_What the exercise asks_. Produce a word-for-word copy of the listing below without its pictures.

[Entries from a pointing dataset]
--- BEGIN ---
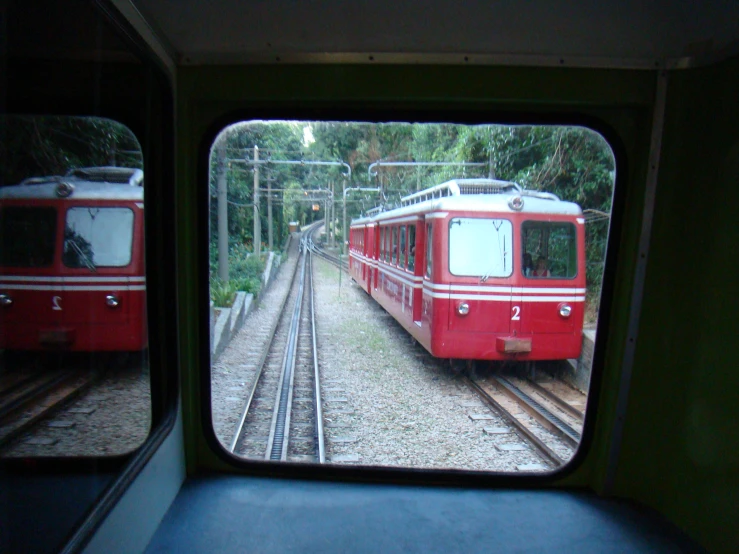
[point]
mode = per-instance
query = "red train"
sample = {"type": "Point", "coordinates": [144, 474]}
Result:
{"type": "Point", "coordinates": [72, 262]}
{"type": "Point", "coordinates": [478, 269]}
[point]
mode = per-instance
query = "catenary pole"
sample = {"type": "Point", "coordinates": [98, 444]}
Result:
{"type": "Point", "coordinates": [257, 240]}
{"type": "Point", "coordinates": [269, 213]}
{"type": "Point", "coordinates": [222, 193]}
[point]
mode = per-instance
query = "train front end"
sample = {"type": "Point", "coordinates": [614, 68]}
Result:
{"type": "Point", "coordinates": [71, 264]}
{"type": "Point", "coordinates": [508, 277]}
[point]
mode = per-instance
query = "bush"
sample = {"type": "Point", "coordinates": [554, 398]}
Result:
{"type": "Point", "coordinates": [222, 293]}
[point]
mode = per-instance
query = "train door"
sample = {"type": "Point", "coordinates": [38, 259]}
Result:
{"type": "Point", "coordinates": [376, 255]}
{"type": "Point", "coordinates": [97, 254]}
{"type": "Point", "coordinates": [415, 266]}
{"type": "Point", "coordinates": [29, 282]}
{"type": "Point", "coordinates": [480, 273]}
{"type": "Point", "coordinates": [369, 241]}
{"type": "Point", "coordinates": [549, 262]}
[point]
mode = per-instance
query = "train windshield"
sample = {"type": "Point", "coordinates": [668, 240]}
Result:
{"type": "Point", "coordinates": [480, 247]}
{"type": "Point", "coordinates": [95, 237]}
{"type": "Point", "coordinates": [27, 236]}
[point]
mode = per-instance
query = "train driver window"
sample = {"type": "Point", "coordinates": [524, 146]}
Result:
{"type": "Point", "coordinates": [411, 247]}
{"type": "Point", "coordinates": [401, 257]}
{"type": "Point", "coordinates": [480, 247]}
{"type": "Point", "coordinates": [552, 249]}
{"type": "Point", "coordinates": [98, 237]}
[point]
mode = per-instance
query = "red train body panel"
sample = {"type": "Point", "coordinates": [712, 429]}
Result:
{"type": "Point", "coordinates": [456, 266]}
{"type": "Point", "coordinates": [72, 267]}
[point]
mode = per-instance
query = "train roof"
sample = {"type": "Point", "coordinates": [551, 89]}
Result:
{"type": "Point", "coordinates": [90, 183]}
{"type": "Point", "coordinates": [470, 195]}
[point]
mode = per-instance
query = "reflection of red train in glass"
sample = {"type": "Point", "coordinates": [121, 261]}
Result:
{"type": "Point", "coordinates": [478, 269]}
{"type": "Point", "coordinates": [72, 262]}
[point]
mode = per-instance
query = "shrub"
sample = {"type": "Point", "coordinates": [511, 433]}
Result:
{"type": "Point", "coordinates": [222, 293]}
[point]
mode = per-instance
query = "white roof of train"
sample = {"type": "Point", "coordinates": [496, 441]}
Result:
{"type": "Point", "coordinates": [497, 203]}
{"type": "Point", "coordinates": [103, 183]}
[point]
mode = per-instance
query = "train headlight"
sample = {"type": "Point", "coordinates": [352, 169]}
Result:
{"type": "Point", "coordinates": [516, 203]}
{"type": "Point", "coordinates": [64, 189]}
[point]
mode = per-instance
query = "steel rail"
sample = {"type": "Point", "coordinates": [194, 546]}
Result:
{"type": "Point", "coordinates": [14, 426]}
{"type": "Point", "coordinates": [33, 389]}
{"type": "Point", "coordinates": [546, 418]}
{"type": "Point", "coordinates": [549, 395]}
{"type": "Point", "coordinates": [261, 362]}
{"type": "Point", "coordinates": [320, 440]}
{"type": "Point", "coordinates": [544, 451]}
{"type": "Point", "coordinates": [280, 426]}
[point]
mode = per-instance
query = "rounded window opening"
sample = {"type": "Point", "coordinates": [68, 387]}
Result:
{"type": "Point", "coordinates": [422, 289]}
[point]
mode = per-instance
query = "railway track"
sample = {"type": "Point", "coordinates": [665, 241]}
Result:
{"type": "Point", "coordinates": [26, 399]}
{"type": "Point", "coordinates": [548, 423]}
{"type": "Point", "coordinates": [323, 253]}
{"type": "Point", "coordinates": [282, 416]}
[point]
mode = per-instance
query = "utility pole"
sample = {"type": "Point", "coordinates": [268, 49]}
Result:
--- END ---
_Solution to this exercise_.
[point]
mode = per-instance
query = "red train"
sample = {"type": "Point", "coordinates": [144, 474]}
Result:
{"type": "Point", "coordinates": [72, 262]}
{"type": "Point", "coordinates": [478, 269]}
[point]
mode = per-instance
query = "catenary pole"
sample = {"type": "Point", "coordinates": [98, 444]}
Result:
{"type": "Point", "coordinates": [257, 240]}
{"type": "Point", "coordinates": [269, 213]}
{"type": "Point", "coordinates": [222, 193]}
[point]
mode = per-instance
query = "train front end"
sample = {"type": "Point", "coordinates": [614, 68]}
Result:
{"type": "Point", "coordinates": [71, 264]}
{"type": "Point", "coordinates": [508, 277]}
[point]
mode = per-instance
query = "bush"
sample = {"type": "Point", "coordinates": [554, 398]}
Result:
{"type": "Point", "coordinates": [222, 293]}
[point]
mode = per-instance
query = "train door"
sample = {"type": "Point", "coordinates": [38, 259]}
Result:
{"type": "Point", "coordinates": [376, 255]}
{"type": "Point", "coordinates": [97, 254]}
{"type": "Point", "coordinates": [415, 266]}
{"type": "Point", "coordinates": [29, 282]}
{"type": "Point", "coordinates": [480, 273]}
{"type": "Point", "coordinates": [369, 241]}
{"type": "Point", "coordinates": [549, 262]}
[point]
mode = per-instance
query = "train windshield"
sample = {"type": "Point", "coordinates": [668, 240]}
Result:
{"type": "Point", "coordinates": [480, 247]}
{"type": "Point", "coordinates": [95, 237]}
{"type": "Point", "coordinates": [27, 236]}
[point]
mode = per-instance
query = "train driver window"
sample = {"type": "Point", "coordinates": [524, 146]}
Result:
{"type": "Point", "coordinates": [411, 247]}
{"type": "Point", "coordinates": [401, 257]}
{"type": "Point", "coordinates": [480, 247]}
{"type": "Point", "coordinates": [552, 249]}
{"type": "Point", "coordinates": [98, 237]}
[point]
mode = per-instance
query = "red train body panel"
sample = {"type": "Point", "coordinates": [712, 429]}
Result:
{"type": "Point", "coordinates": [456, 266]}
{"type": "Point", "coordinates": [72, 267]}
[point]
mode = per-instance
query = "train roof"
sample = {"type": "Point", "coordinates": [551, 89]}
Result:
{"type": "Point", "coordinates": [90, 183]}
{"type": "Point", "coordinates": [470, 195]}
[point]
mode = per-instance
query = "reflection of red train in glass"
sample = {"type": "Point", "coordinates": [121, 261]}
Result:
{"type": "Point", "coordinates": [478, 269]}
{"type": "Point", "coordinates": [72, 262]}
[point]
mode = per-instance
query = "shrub"
sample = {"type": "Point", "coordinates": [511, 433]}
Result:
{"type": "Point", "coordinates": [222, 293]}
[point]
mode = per-instance
query = "white roof of train"
sample = {"type": "Point", "coordinates": [496, 441]}
Result:
{"type": "Point", "coordinates": [497, 203]}
{"type": "Point", "coordinates": [103, 183]}
[point]
mode = per-instance
query = "train headlight"
sample = {"type": "Point", "coordinates": [352, 169]}
Result:
{"type": "Point", "coordinates": [516, 203]}
{"type": "Point", "coordinates": [64, 189]}
[point]
mode = per-instance
query = "steel rail"
sample = {"type": "Point", "coordinates": [194, 546]}
Result:
{"type": "Point", "coordinates": [14, 426]}
{"type": "Point", "coordinates": [33, 389]}
{"type": "Point", "coordinates": [546, 418]}
{"type": "Point", "coordinates": [549, 395]}
{"type": "Point", "coordinates": [261, 362]}
{"type": "Point", "coordinates": [320, 440]}
{"type": "Point", "coordinates": [544, 451]}
{"type": "Point", "coordinates": [280, 426]}
[point]
mode = per-instance
query = "rounded window opening"
sample = {"type": "Point", "coordinates": [68, 387]}
Result:
{"type": "Point", "coordinates": [422, 289]}
[point]
mode = per-instance
query = "railway track"
sample = {"type": "Point", "coordinates": [665, 241]}
Result:
{"type": "Point", "coordinates": [26, 399]}
{"type": "Point", "coordinates": [548, 423]}
{"type": "Point", "coordinates": [323, 253]}
{"type": "Point", "coordinates": [282, 416]}
[point]
mode = per-instance
query = "utility pole"
sample = {"type": "Point", "coordinates": [268, 49]}
Result:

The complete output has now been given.